__Consigne 1__
D'après le document sur la note Di Rupo, quel est le taux de l'impôt temporaire proposé sur les fortunes supérieures à 1,25 million d'euros ?

__Document__
87. La note Di Rupo représente un “tsunami fiscal”, clament les organisations patronales et les libéraux, NVA en tête. C’est ainsi qu’ils qualifient la proposition d’un impôt temporaire de 0,5% sur les fortunes supérieures à 1,25 million d’euros après déduction de la partie destinée au logement ou à l’activité professionnelle. Sans cadastre de fortune ni abolition du secret bancaire, cette mesure est par ailleurs inapplicable. En plus de cela, il y a le plafonnement de la déduction de l’intérêt notionnel, à 3% au lieu de 3,42%, et surtout, l’abolition de la possibilité de transférer à l’année suivante la partie de la déduction qu’on ne prend pas à une année donnée. Les PME pourraient par contre déduire un demi-pourcent supplémentaire. Le fait que l’exonération fiscale sur les comptes d’épargne soit calculée selon la déclaration d’impôts est une mesure superflue, tout comme d’ailleurs l’augmentation du précompte mobilier sur l’intérêt de 15 à 20%, qui va aussi et surtout toucher les petits épargnants. Tout ceci va être instrumentalisé pour miner la légitimité de l’ensemble des mesures. Un impôt sur les plus-values de 25% sur la vente des effets entre une et huit années après achat, et surtout de 50% pour la vente avant une année, vise les profits des investissements spéculatifs, mais la mesure est minée si l’on accepte le fait que les moinsvalues sont calculées sur la somme des plus-values imposables.
88. Tout cela n’est donc pas grand chose. C’est insuffisant que pour pouvoir faire avaler les mesures antisociales aux syndicats. Mais comparé à ce que revendique la majorité de droite des politiciens flamands, c’est énorme. En Wallonie et à Bruxelles, ils n’ont que le MR pour tenir pareille position. Il y a quelques années, certains pensaient encore que c’en était fini avec le PS, que le MR allait prendre la première place, que Reynders allait devenir le tout premier Premier ministre francophone depuis Van den Boeynants en ’79, qu’une coalition orange-bleue était en préparation, que BHV ne serait jamais scindé sans élargissement de Bruxelles, et que contrairement au cartel CD&V – N-VA, le MR – formé en 1993 par la fusion du PRL, du FDF et du MCC – ne pouvait plus être séparé après toutes ces années, ou encore qu’une scission de la Belgique était à l’ordre du jour pour au tout au plus les cinq années à venir (c’était en 2007), et qu’on allait tous un jour d’une manière ou d’une autre se réveiller dans une confédération. C’est toujours bien de revenir en arrière sur les vieux arguments pour pouvoir les comparer avec ce qui s’est réellement produit.

__Consigne 2__
Renvoyez chaque ligne des enregistrements où figure la chaîne "wooden", en tenant compte de la casse.

[Enregistrements d'annotation par points]
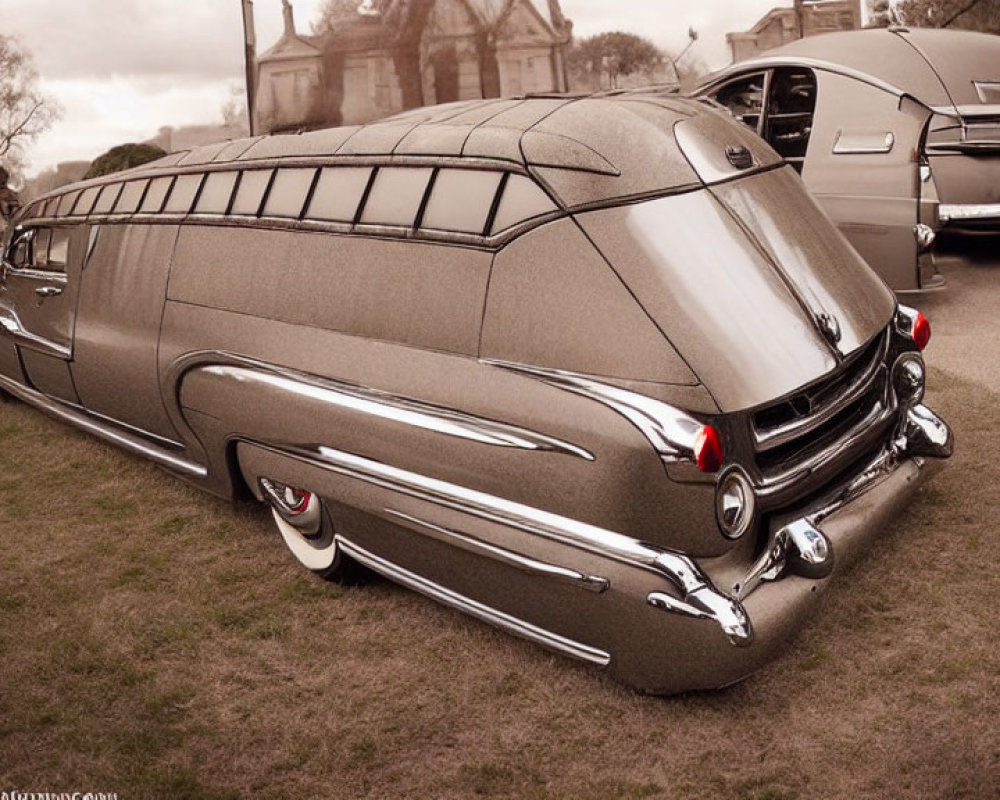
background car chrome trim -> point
(679, 570)
(950, 211)
(479, 610)
(591, 583)
(11, 323)
(400, 409)
(863, 142)
(113, 434)
(670, 431)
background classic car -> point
(896, 132)
(597, 371)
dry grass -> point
(159, 643)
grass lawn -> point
(159, 643)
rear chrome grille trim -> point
(823, 401)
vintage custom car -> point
(596, 370)
(896, 132)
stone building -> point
(398, 54)
(805, 18)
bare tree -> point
(24, 111)
(977, 15)
(614, 54)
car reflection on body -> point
(896, 132)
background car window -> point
(250, 192)
(217, 192)
(791, 103)
(288, 193)
(338, 193)
(744, 98)
(153, 201)
(183, 194)
(461, 200)
(396, 196)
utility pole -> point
(250, 61)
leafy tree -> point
(25, 112)
(976, 15)
(614, 54)
(124, 156)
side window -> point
(20, 252)
(155, 195)
(461, 200)
(338, 193)
(791, 102)
(106, 200)
(288, 192)
(58, 250)
(744, 97)
(396, 196)
(86, 201)
(217, 192)
(182, 195)
(250, 193)
(128, 200)
(522, 200)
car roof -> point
(935, 66)
(586, 149)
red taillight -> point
(921, 332)
(708, 449)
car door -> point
(38, 290)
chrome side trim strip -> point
(669, 430)
(397, 409)
(112, 434)
(947, 212)
(11, 323)
(694, 587)
(471, 544)
(479, 610)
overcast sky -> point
(122, 69)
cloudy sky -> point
(122, 69)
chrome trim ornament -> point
(798, 548)
(670, 431)
(948, 212)
(698, 596)
(474, 608)
(471, 544)
(395, 408)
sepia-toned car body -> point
(896, 132)
(595, 370)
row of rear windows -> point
(478, 202)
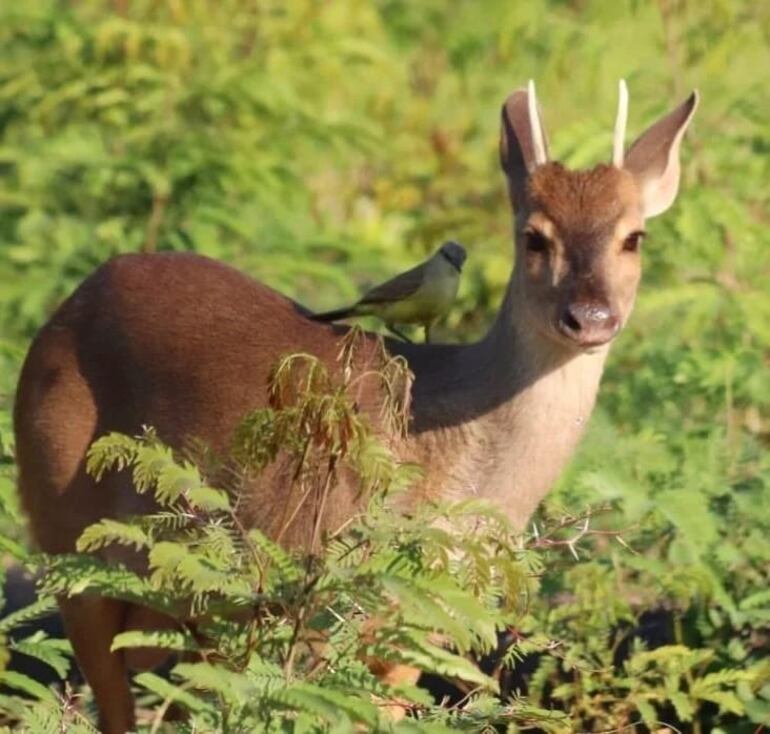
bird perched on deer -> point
(421, 295)
(188, 345)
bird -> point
(418, 296)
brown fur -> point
(186, 344)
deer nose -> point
(589, 324)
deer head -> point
(578, 233)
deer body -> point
(185, 344)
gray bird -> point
(419, 296)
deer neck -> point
(500, 418)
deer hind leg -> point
(91, 623)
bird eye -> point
(536, 241)
(633, 242)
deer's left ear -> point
(653, 158)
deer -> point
(185, 344)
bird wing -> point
(396, 289)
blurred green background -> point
(321, 146)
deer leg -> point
(91, 623)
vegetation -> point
(319, 147)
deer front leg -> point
(91, 623)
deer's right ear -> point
(653, 159)
(523, 143)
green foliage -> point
(282, 635)
(322, 146)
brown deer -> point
(185, 344)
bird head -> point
(455, 253)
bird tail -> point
(336, 315)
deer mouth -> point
(588, 325)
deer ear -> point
(523, 143)
(653, 158)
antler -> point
(535, 126)
(620, 125)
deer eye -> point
(633, 242)
(536, 241)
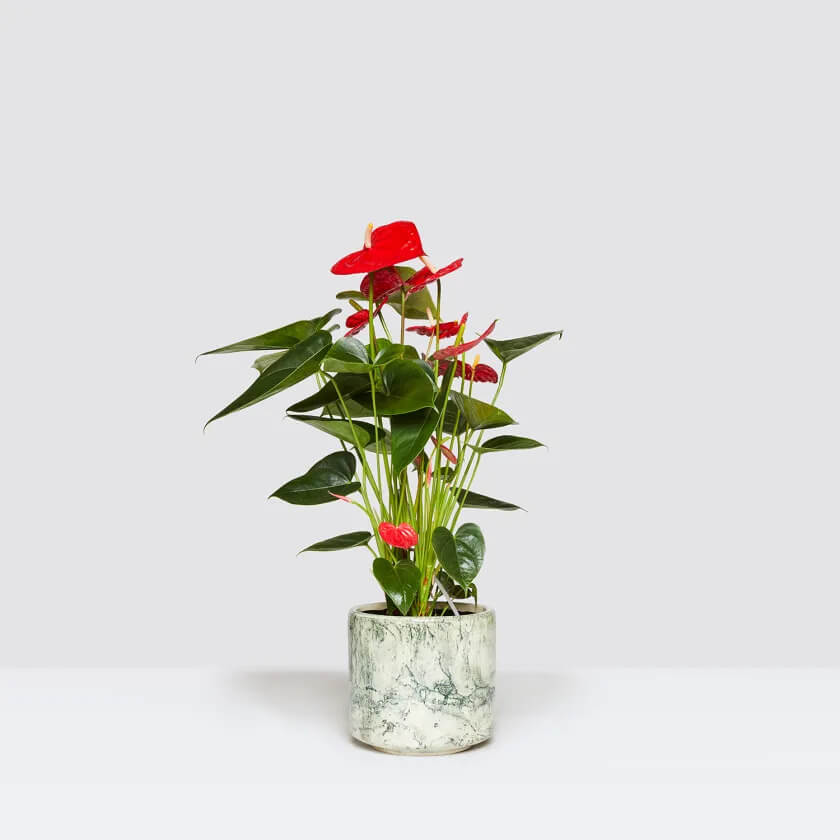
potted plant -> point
(411, 425)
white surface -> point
(659, 179)
(597, 726)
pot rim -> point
(467, 610)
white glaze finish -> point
(422, 685)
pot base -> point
(422, 686)
(418, 752)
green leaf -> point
(476, 500)
(400, 583)
(407, 387)
(444, 545)
(350, 409)
(460, 556)
(279, 339)
(331, 474)
(348, 355)
(389, 352)
(409, 434)
(351, 540)
(478, 414)
(509, 349)
(263, 362)
(469, 542)
(340, 428)
(455, 590)
(296, 365)
(346, 384)
(504, 442)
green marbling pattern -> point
(422, 685)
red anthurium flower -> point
(385, 281)
(460, 369)
(426, 275)
(484, 373)
(447, 328)
(389, 244)
(399, 536)
(445, 451)
(358, 320)
(457, 349)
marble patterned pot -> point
(422, 686)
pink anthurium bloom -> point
(387, 245)
(445, 451)
(398, 536)
(457, 349)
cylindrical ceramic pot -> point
(422, 685)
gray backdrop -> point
(660, 180)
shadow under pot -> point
(422, 686)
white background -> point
(659, 180)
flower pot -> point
(422, 686)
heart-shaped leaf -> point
(469, 543)
(505, 442)
(349, 408)
(299, 363)
(261, 363)
(409, 434)
(388, 352)
(460, 556)
(455, 590)
(480, 415)
(348, 355)
(279, 339)
(345, 384)
(408, 388)
(511, 348)
(476, 500)
(400, 583)
(333, 474)
(351, 540)
(365, 433)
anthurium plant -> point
(411, 422)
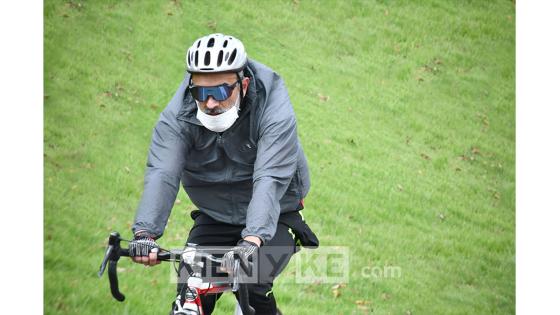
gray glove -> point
(142, 245)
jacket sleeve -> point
(163, 172)
(275, 164)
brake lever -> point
(108, 253)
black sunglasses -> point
(219, 92)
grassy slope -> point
(419, 125)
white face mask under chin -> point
(220, 122)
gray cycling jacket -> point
(247, 175)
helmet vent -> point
(232, 57)
(207, 58)
(220, 57)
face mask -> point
(220, 122)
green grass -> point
(412, 154)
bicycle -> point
(188, 302)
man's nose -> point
(211, 103)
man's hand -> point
(245, 249)
(143, 250)
(254, 239)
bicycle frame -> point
(191, 302)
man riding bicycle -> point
(229, 135)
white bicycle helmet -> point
(216, 53)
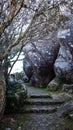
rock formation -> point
(39, 61)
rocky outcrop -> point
(39, 61)
(64, 62)
(2, 92)
(16, 95)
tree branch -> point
(22, 35)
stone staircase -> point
(41, 103)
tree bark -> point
(2, 92)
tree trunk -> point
(2, 92)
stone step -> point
(40, 96)
(40, 110)
(44, 102)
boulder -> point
(16, 95)
(39, 61)
(54, 85)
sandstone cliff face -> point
(64, 62)
(2, 92)
(39, 61)
(42, 50)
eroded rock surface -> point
(39, 61)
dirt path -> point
(39, 113)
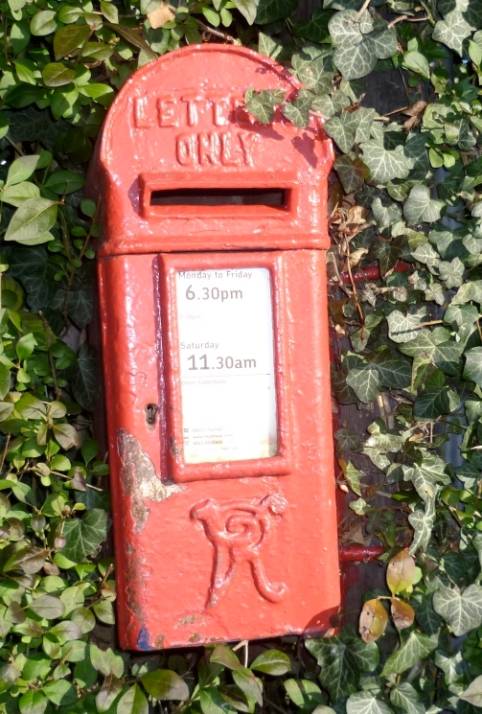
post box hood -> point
(179, 149)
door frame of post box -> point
(281, 463)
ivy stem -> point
(5, 451)
(245, 644)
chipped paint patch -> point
(139, 478)
(143, 640)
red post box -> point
(215, 351)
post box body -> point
(215, 348)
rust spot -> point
(139, 478)
(159, 642)
(187, 620)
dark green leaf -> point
(164, 684)
(272, 662)
(272, 10)
(133, 702)
(56, 74)
(31, 223)
(341, 661)
(69, 39)
(83, 536)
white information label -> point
(225, 325)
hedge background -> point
(398, 82)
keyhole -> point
(151, 413)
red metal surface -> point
(241, 549)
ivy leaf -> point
(425, 254)
(373, 620)
(43, 23)
(224, 655)
(109, 11)
(351, 172)
(346, 28)
(56, 74)
(83, 536)
(107, 694)
(420, 207)
(471, 291)
(269, 47)
(383, 42)
(311, 67)
(298, 112)
(164, 684)
(133, 702)
(32, 703)
(385, 164)
(248, 9)
(453, 30)
(366, 703)
(59, 692)
(69, 39)
(365, 382)
(415, 648)
(31, 223)
(417, 62)
(422, 523)
(272, 662)
(401, 327)
(21, 169)
(47, 606)
(355, 61)
(342, 129)
(341, 662)
(402, 613)
(19, 193)
(473, 693)
(393, 373)
(462, 611)
(249, 684)
(434, 403)
(435, 346)
(304, 693)
(473, 365)
(405, 697)
(85, 377)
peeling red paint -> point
(194, 560)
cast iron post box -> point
(215, 349)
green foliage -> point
(407, 187)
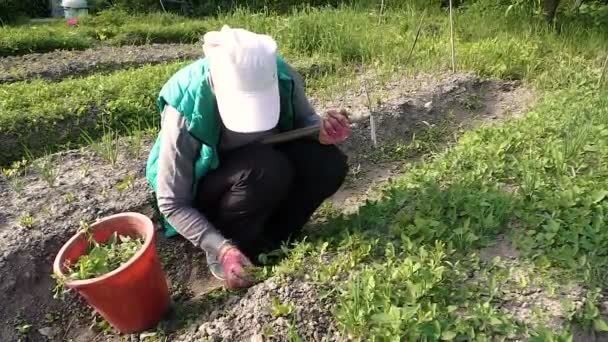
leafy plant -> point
(47, 167)
(279, 309)
(99, 258)
(15, 173)
(107, 147)
(126, 183)
(26, 221)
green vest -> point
(189, 91)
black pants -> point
(262, 195)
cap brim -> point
(248, 112)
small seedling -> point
(23, 331)
(46, 167)
(26, 221)
(279, 309)
(101, 325)
(70, 197)
(292, 333)
(267, 331)
(14, 174)
(106, 148)
(126, 183)
(85, 169)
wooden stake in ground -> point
(452, 38)
(603, 72)
(372, 122)
(381, 12)
(415, 39)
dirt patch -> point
(269, 312)
(88, 187)
(60, 64)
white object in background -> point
(75, 8)
(56, 9)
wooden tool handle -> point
(291, 135)
(298, 133)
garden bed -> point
(61, 64)
(46, 210)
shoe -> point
(215, 267)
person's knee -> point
(270, 178)
(336, 170)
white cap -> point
(244, 73)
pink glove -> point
(235, 264)
(335, 127)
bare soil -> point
(60, 64)
(88, 187)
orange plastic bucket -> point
(135, 296)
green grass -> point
(408, 265)
(334, 40)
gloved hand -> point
(235, 266)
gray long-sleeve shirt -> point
(175, 172)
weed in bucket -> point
(99, 258)
(114, 266)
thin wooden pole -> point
(381, 12)
(601, 79)
(452, 39)
(415, 39)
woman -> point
(215, 184)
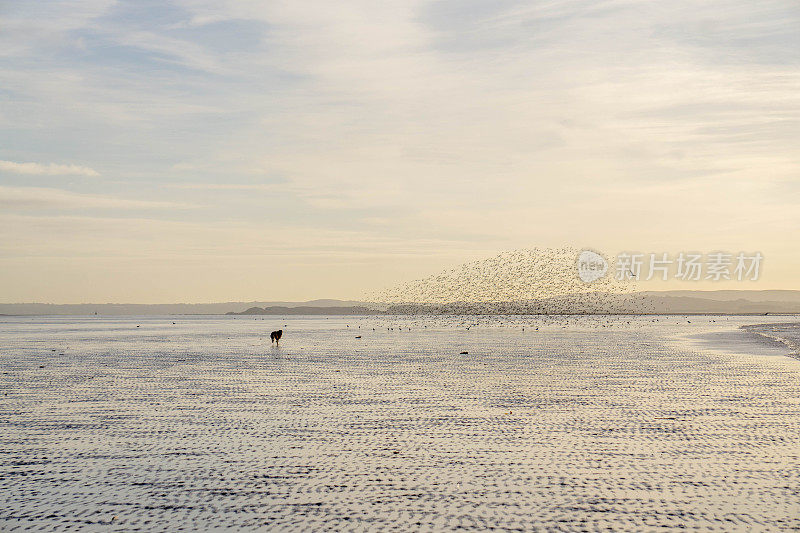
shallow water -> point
(582, 424)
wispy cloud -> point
(26, 198)
(49, 169)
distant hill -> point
(160, 309)
(679, 302)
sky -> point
(198, 151)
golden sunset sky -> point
(165, 151)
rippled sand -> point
(583, 424)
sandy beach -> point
(593, 423)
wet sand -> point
(583, 424)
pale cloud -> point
(49, 169)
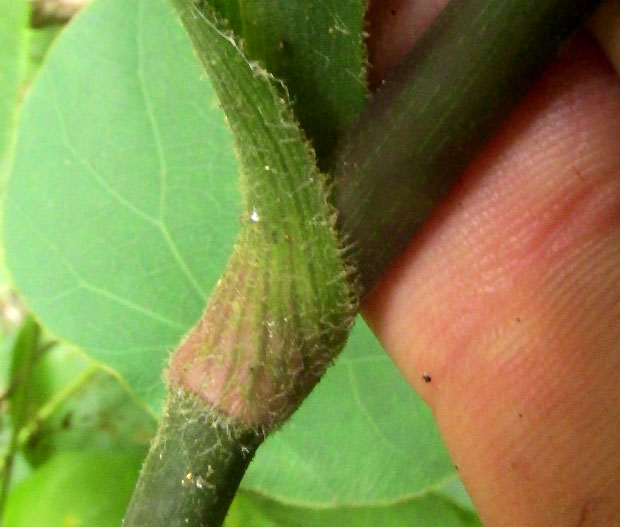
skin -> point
(509, 298)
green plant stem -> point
(193, 468)
(24, 355)
(433, 115)
(416, 136)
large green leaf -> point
(75, 489)
(121, 210)
(429, 510)
(122, 205)
(13, 23)
(362, 436)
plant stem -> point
(416, 136)
(433, 115)
(193, 468)
(24, 354)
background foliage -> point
(120, 212)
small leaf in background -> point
(82, 406)
(75, 489)
(13, 42)
(428, 510)
(39, 43)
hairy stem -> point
(193, 468)
(269, 332)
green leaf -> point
(430, 510)
(82, 406)
(316, 48)
(378, 441)
(75, 489)
(121, 212)
(122, 204)
(13, 23)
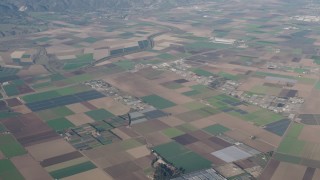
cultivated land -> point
(205, 86)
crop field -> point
(216, 129)
(291, 147)
(60, 124)
(10, 147)
(54, 93)
(158, 102)
(99, 114)
(179, 156)
(260, 117)
(68, 171)
(8, 171)
(54, 113)
(172, 132)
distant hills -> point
(10, 6)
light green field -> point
(172, 132)
(216, 129)
(8, 171)
(60, 124)
(99, 114)
(10, 147)
(158, 102)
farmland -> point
(204, 88)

__Réponse rédigée 1__
Le taux proposé est de 0,5 %.

__Réponse rédigée 2__
wooden stake in ground -> point
wooden tool handle -> point
thin wooden pole -> point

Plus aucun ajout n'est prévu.